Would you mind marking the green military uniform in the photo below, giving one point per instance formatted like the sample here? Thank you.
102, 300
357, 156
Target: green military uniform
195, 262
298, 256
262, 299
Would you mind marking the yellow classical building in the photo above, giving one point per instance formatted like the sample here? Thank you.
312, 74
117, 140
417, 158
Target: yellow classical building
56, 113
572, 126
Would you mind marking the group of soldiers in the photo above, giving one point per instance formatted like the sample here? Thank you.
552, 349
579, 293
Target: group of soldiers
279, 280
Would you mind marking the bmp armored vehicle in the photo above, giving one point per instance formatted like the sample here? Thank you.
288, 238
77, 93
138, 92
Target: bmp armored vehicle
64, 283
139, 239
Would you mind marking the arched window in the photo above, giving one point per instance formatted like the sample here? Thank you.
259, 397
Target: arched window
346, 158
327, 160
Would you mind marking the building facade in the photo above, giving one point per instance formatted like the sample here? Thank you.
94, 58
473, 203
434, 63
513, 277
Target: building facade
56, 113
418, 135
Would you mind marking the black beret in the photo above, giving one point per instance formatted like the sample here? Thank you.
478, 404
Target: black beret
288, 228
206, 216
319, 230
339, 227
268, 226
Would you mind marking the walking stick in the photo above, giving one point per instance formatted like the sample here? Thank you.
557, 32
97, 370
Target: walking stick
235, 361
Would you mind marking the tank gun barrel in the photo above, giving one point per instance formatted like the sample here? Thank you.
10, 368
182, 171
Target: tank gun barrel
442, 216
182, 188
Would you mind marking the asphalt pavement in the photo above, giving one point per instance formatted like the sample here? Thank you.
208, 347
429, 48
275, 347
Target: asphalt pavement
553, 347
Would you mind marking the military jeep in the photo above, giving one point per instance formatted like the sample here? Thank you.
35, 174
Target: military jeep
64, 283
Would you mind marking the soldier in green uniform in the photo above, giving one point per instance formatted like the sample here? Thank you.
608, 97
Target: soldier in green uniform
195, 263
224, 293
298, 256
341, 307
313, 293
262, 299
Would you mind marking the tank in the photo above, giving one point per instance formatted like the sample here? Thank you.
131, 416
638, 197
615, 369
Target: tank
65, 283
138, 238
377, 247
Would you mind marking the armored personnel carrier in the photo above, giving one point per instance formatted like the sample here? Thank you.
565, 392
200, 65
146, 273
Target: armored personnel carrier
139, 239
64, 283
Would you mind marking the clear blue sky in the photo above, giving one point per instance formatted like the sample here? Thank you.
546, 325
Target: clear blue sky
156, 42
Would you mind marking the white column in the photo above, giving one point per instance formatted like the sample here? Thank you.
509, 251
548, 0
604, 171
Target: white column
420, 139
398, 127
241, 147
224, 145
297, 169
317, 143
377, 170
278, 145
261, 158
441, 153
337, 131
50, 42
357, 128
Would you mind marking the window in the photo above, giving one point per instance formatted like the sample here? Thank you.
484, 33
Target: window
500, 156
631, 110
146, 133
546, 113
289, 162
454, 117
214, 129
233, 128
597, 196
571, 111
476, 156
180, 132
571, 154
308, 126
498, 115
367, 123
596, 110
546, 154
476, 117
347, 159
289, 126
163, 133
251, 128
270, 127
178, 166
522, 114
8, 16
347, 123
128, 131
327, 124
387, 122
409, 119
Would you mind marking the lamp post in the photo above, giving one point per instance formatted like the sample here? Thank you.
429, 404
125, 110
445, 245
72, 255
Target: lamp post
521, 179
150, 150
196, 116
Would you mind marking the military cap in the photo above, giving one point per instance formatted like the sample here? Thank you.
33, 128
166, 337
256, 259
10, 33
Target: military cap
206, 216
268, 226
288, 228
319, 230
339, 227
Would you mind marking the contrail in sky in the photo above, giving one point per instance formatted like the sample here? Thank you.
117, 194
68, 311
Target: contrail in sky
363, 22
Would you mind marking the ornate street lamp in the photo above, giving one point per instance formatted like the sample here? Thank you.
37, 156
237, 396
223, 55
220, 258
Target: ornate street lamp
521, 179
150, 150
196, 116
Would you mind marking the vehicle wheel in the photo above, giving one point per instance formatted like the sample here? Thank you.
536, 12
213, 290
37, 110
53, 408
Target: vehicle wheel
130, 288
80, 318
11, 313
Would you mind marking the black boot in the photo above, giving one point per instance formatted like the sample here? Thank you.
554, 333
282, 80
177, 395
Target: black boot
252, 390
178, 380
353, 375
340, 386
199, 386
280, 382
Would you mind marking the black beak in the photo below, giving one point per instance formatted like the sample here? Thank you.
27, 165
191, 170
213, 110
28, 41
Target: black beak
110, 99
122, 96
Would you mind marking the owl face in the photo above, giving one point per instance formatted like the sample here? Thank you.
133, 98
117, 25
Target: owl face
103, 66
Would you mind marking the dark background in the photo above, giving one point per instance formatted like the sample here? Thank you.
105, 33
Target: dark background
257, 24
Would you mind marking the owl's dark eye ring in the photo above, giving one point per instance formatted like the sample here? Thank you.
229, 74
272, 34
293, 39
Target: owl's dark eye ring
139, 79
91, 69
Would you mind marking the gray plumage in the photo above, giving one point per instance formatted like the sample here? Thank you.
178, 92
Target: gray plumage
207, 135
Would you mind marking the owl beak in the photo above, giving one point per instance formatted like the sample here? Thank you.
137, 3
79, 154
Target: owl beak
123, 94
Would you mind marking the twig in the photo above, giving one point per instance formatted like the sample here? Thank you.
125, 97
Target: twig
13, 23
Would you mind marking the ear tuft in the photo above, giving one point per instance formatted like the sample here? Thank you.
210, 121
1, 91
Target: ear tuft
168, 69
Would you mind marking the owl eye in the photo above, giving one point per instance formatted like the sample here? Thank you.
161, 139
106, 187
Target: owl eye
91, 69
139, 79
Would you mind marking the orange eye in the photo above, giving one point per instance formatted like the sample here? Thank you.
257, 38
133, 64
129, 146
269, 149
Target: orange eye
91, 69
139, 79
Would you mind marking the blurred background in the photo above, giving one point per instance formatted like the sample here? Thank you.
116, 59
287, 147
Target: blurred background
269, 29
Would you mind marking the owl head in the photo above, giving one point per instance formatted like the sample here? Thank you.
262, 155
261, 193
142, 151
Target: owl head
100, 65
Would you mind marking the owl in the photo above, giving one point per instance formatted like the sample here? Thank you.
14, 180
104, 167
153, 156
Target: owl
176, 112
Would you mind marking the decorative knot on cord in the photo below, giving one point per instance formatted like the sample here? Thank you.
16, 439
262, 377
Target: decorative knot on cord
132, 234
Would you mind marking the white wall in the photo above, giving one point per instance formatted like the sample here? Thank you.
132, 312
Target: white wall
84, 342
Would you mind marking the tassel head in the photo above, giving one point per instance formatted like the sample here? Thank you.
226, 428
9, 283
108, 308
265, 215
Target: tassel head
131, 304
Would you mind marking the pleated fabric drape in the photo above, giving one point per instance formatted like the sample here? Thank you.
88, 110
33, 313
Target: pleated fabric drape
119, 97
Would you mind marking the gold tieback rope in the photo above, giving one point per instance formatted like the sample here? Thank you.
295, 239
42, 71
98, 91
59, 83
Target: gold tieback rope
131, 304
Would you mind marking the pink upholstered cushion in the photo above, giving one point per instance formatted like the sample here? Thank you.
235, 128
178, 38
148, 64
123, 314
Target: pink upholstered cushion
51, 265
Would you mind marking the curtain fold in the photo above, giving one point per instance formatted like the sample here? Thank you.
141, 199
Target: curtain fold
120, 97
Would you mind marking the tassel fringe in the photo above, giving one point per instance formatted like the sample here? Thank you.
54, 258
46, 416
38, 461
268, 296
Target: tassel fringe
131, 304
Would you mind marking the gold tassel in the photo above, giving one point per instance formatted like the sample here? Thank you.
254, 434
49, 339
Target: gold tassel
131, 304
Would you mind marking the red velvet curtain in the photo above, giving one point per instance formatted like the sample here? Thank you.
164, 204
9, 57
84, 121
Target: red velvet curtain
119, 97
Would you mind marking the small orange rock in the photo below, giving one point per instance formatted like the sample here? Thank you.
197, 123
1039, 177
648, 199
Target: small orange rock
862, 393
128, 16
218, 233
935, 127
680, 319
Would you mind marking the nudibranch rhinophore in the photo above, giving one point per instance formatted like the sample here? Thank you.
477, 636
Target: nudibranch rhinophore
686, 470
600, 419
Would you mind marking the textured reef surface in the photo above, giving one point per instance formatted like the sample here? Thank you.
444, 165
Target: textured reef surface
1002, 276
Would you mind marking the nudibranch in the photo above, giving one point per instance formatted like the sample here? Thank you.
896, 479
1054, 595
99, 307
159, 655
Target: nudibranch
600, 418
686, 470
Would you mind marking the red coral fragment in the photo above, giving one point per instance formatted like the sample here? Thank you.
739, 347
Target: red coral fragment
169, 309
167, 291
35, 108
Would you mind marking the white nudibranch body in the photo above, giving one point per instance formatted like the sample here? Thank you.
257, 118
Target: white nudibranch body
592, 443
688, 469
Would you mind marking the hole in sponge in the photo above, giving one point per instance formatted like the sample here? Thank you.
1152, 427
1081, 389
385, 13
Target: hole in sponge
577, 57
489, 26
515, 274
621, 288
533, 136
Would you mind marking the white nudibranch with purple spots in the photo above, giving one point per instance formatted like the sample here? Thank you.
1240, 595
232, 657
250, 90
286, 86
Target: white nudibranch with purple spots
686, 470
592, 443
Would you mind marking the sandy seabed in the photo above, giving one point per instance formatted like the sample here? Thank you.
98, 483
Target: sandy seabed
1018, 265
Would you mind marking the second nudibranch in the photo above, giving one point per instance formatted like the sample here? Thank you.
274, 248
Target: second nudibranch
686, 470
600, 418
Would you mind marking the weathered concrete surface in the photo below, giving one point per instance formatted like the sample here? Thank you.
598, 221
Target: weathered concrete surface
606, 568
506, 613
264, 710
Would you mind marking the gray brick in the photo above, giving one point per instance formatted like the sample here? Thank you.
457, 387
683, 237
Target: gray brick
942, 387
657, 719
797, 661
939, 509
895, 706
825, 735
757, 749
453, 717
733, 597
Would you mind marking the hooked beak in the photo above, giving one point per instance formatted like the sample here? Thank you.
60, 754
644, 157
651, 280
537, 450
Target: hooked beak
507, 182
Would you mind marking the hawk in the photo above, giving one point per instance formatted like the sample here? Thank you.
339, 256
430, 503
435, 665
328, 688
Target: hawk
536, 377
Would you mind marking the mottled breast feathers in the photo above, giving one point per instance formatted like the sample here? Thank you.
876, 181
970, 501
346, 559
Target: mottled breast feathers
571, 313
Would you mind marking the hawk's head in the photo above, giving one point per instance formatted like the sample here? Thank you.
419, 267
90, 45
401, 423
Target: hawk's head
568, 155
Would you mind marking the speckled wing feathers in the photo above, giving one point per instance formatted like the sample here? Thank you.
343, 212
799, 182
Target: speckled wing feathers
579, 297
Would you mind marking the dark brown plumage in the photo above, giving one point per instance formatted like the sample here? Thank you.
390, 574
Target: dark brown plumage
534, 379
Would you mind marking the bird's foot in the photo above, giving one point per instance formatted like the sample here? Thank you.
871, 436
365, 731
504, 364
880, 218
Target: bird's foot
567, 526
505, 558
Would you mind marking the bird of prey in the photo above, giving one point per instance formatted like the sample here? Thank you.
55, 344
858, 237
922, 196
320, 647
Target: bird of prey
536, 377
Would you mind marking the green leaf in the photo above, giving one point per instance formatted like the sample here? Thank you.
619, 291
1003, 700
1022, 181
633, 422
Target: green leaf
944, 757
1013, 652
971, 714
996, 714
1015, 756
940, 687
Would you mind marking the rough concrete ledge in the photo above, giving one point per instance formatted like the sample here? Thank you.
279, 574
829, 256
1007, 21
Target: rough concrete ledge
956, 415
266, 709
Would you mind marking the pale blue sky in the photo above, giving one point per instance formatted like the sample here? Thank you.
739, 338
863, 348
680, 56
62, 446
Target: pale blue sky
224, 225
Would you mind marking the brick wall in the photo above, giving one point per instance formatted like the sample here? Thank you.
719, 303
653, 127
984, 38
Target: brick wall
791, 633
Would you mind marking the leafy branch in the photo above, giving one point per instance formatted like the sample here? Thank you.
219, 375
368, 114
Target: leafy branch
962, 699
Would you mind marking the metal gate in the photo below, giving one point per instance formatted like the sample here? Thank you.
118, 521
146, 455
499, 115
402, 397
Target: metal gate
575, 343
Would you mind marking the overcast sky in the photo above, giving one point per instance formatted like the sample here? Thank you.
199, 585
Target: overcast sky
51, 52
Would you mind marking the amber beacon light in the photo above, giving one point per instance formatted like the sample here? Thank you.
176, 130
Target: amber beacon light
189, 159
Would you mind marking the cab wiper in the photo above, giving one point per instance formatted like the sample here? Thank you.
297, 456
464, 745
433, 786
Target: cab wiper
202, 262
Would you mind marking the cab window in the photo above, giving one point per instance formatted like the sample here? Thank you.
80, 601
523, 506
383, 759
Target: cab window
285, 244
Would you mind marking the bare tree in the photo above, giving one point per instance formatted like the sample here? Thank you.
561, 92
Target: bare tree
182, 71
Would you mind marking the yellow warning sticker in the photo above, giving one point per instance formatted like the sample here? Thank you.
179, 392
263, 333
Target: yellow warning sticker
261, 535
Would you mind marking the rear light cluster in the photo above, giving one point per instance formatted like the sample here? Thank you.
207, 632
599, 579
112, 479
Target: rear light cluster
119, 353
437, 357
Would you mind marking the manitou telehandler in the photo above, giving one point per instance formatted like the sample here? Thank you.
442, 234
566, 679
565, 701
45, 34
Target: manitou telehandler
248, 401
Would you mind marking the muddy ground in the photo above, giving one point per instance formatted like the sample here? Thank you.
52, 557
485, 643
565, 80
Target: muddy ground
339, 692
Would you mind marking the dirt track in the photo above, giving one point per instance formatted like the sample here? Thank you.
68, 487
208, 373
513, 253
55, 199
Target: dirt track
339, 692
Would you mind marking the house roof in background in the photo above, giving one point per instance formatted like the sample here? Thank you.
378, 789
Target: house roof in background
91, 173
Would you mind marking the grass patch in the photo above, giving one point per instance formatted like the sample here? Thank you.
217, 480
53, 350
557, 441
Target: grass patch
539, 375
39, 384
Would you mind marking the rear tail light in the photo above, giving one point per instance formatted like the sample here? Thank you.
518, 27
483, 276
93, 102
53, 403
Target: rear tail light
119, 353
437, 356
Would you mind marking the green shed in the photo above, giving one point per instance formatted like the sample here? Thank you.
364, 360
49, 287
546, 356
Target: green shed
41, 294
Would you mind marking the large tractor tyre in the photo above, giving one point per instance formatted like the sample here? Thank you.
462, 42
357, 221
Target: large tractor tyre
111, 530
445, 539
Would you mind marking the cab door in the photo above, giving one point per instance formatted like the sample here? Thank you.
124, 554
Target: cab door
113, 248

• • • • •

> Short task: With the line containing "Would you mind marking the manitou" as the first and the last line of the records as the final one, print exactly the lines in that span.

> Result for this exercise:
Would you mind marking the manitou telehandler in the photo above, giving one point per instance formatted like the sample here? Thank you.
442, 234
566, 679
565, 701
45, 34
Target: manitou telehandler
248, 401
Would you mind marking the muddy ground in the photo above, giving one point per instance formatted like the sample here? Thank you.
52, 557
485, 643
565, 80
Target: muddy ground
339, 692
Would you mind marking the dirt track in the photo above, giving one point per instance formatted like the sample here? Thank you.
68, 487
208, 373
513, 253
55, 199
Target: dirt track
339, 692
Would you mind marking the house roof in background in the photo above, giving one point per instance formatted like the sample here? Thank you.
378, 789
Target: house roof in background
91, 173
Would you mind marking the grass patch in the photo above, giving one point per instance formatted like the sample here? Thank you.
217, 480
53, 350
557, 441
Target: grass patch
539, 375
39, 384
Would you mind marking the rear tail light in the photo above, giving one point per instance formatted like the sample here? Thank you.
518, 27
483, 276
93, 102
53, 403
Target: rear tail light
119, 353
437, 356
Would you mind marking the green shed in the photo above, giving one point per instance formatted like the sample here? Thank you.
364, 360
49, 287
546, 356
Target: green shed
41, 294
Would you mind marking the large tractor tyre in the photo above, giving one point per instance formatted like the sample here? Thank you.
462, 42
357, 221
Target: large tractor tyre
111, 530
445, 539
Would you mind marking the cab door in the photo above, giving one point per instance formatted like the sample here? Thank you.
124, 554
Target: cab door
113, 248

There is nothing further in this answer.